(The request) Copy everything in the data below from the line containing "Note: indicate the washer control panel" down to the line containing "<point>167,125</point>", substituting "mark" for "indicate" and changing nothing else.

(Extracted records)
++++

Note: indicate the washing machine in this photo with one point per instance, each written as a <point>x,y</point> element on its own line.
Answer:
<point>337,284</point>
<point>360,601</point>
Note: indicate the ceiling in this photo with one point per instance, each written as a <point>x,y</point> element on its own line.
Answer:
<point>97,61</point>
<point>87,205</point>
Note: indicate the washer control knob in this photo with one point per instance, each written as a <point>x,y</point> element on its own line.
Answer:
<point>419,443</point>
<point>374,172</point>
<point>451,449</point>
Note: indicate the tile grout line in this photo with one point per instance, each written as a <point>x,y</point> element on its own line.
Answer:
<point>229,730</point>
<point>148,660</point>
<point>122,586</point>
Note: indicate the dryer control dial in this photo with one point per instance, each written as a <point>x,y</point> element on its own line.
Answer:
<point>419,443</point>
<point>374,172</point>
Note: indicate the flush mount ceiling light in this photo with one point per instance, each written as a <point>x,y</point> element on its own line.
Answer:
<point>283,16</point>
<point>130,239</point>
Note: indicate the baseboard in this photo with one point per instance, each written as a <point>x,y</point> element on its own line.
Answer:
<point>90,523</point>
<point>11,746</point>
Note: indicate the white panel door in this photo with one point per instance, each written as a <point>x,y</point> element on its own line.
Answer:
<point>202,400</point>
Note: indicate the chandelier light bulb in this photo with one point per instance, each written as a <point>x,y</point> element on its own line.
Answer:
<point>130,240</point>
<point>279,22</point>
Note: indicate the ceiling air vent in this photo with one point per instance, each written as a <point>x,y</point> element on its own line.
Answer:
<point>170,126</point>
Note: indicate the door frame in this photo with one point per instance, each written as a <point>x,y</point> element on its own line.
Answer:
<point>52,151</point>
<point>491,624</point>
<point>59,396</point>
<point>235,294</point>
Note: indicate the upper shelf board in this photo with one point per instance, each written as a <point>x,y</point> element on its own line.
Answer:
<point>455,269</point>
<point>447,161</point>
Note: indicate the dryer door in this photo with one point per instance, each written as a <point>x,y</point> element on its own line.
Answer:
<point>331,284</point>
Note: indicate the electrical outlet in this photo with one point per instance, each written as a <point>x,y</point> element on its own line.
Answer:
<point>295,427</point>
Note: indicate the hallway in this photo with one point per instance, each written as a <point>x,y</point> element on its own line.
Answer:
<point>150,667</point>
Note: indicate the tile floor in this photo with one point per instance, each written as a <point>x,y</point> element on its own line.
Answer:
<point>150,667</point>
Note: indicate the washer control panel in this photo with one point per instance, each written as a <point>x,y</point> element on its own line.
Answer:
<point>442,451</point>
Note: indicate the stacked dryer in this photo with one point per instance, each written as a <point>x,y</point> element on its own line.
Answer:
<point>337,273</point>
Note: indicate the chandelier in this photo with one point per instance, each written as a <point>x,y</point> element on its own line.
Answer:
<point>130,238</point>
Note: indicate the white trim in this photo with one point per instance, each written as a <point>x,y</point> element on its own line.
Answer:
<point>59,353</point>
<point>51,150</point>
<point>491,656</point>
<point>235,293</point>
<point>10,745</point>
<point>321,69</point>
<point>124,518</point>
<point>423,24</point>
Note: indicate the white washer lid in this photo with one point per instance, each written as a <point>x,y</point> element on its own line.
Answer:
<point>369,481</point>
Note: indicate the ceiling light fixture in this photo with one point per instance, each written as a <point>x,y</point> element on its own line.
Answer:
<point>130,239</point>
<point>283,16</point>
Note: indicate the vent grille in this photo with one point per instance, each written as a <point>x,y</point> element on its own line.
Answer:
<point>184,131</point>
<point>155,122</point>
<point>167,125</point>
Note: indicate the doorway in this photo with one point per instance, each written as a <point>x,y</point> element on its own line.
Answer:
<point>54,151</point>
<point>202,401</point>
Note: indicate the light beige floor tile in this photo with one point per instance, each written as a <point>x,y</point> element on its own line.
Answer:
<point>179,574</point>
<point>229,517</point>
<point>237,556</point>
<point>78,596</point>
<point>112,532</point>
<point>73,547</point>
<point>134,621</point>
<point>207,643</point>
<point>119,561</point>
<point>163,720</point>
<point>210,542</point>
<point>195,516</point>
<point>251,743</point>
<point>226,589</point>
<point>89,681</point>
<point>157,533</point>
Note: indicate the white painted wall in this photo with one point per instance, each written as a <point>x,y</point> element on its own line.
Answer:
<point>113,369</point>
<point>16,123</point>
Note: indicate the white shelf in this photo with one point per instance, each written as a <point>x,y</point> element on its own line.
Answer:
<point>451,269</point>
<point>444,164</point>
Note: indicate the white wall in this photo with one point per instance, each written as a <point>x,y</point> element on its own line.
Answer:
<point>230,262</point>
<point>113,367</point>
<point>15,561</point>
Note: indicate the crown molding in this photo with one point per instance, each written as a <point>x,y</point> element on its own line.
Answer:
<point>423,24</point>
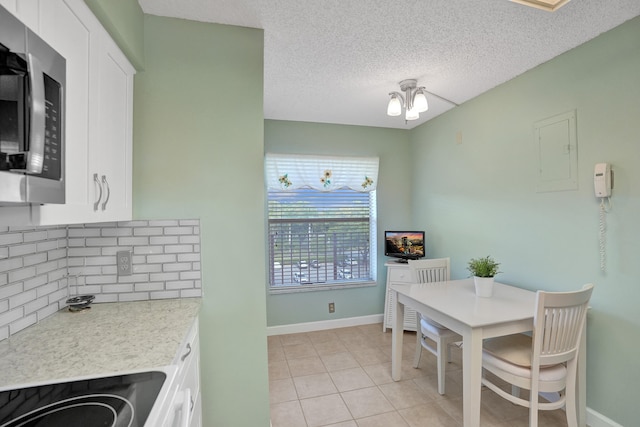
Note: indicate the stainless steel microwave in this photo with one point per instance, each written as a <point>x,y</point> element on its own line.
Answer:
<point>32,116</point>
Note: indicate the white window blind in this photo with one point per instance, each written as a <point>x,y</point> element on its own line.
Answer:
<point>319,237</point>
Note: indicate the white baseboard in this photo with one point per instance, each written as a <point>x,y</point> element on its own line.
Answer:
<point>596,419</point>
<point>324,324</point>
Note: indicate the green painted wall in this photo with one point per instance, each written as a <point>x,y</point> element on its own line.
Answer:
<point>393,200</point>
<point>478,197</point>
<point>198,153</point>
<point>124,20</point>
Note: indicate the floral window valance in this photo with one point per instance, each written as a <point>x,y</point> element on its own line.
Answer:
<point>324,173</point>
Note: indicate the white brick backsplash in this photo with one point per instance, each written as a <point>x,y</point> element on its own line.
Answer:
<point>101,241</point>
<point>164,223</point>
<point>133,241</point>
<point>9,291</point>
<point>165,240</point>
<point>116,232</point>
<point>133,296</point>
<point>34,236</point>
<point>10,238</point>
<point>174,249</point>
<point>35,305</point>
<point>119,289</point>
<point>155,277</point>
<point>22,323</point>
<point>22,298</point>
<point>148,231</point>
<point>36,282</point>
<point>147,250</point>
<point>40,267</point>
<point>185,266</point>
<point>164,294</point>
<point>161,259</point>
<point>37,258</point>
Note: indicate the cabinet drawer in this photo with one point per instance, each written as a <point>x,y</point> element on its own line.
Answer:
<point>399,275</point>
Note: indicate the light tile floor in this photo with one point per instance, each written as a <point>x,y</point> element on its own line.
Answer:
<point>342,378</point>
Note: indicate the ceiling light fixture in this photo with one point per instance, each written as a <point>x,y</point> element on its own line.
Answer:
<point>548,5</point>
<point>414,100</point>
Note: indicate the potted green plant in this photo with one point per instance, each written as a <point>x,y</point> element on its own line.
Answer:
<point>483,271</point>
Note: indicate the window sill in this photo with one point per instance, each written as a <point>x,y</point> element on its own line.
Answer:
<point>288,289</point>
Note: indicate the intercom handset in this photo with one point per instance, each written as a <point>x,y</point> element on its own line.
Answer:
<point>603,184</point>
<point>602,180</point>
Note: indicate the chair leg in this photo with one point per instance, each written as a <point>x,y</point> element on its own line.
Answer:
<point>570,403</point>
<point>442,364</point>
<point>416,358</point>
<point>515,391</point>
<point>533,402</point>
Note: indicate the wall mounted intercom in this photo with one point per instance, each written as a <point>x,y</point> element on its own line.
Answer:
<point>602,181</point>
<point>603,184</point>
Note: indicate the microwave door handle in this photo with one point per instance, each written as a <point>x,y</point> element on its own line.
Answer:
<point>106,184</point>
<point>35,157</point>
<point>97,202</point>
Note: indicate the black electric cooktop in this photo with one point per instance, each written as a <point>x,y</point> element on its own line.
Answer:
<point>117,401</point>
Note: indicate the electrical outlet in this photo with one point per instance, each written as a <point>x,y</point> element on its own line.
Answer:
<point>124,263</point>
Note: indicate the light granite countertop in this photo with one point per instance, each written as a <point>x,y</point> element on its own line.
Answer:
<point>108,338</point>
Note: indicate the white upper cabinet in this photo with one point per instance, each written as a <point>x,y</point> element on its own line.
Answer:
<point>111,155</point>
<point>99,100</point>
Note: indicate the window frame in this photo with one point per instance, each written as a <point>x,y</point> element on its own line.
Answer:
<point>334,283</point>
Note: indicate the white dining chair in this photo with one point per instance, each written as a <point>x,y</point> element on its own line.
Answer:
<point>546,361</point>
<point>431,335</point>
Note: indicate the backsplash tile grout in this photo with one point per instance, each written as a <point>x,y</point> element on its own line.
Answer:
<point>40,267</point>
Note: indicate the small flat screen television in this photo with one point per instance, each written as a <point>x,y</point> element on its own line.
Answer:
<point>404,245</point>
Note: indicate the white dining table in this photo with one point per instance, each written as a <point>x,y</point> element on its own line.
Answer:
<point>454,304</point>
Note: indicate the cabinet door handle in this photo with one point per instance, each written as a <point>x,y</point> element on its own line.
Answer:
<point>104,181</point>
<point>184,356</point>
<point>97,203</point>
<point>35,157</point>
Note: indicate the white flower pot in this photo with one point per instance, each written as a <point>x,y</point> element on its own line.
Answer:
<point>484,286</point>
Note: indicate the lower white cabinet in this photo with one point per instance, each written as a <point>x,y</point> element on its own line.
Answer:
<point>185,409</point>
<point>398,273</point>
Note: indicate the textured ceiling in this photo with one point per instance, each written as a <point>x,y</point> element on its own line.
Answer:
<point>335,61</point>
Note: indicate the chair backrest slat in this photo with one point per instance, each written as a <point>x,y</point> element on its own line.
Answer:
<point>559,322</point>
<point>430,270</point>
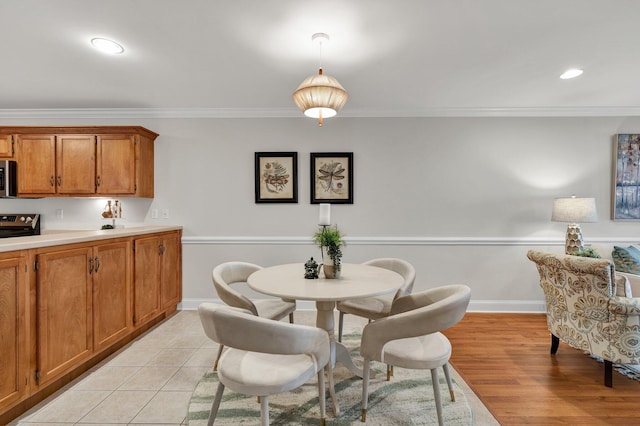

++++

(Exercise answer)
Note: mark the washer control panel in this photo with one point per instance, each written as a <point>x,y</point> element on its own line.
Answer:
<point>442,451</point>
Note: mark the stacked dryer in this photo with one point per instance, each written as a <point>x,y</point> element on its own line.
Answer:
<point>337,273</point>
Note: mark the chandelier in this photo with one point per instance, each written as a <point>x,y</point> element on its own line.
Answer:
<point>130,238</point>
Note: mark the white trim in this photo with one point per instance, each written as a <point>x,y</point> element on its own line.
Answer:
<point>59,353</point>
<point>51,150</point>
<point>491,656</point>
<point>235,293</point>
<point>10,745</point>
<point>321,69</point>
<point>124,518</point>
<point>423,24</point>
Note: mark the white washer lid in this photo with one point per instance, each written as a <point>x,y</point> element on its own line.
Answer:
<point>369,481</point>
Note: mark the ceiling light fixture in this photo with one point per instance, each written as a <point>x,y</point> element on its own line.
Answer:
<point>130,239</point>
<point>283,16</point>
Note: mark the vent grille in this photo with one point per instance, each written as a <point>x,y</point> element on its own line.
Answer:
<point>184,131</point>
<point>155,122</point>
<point>167,125</point>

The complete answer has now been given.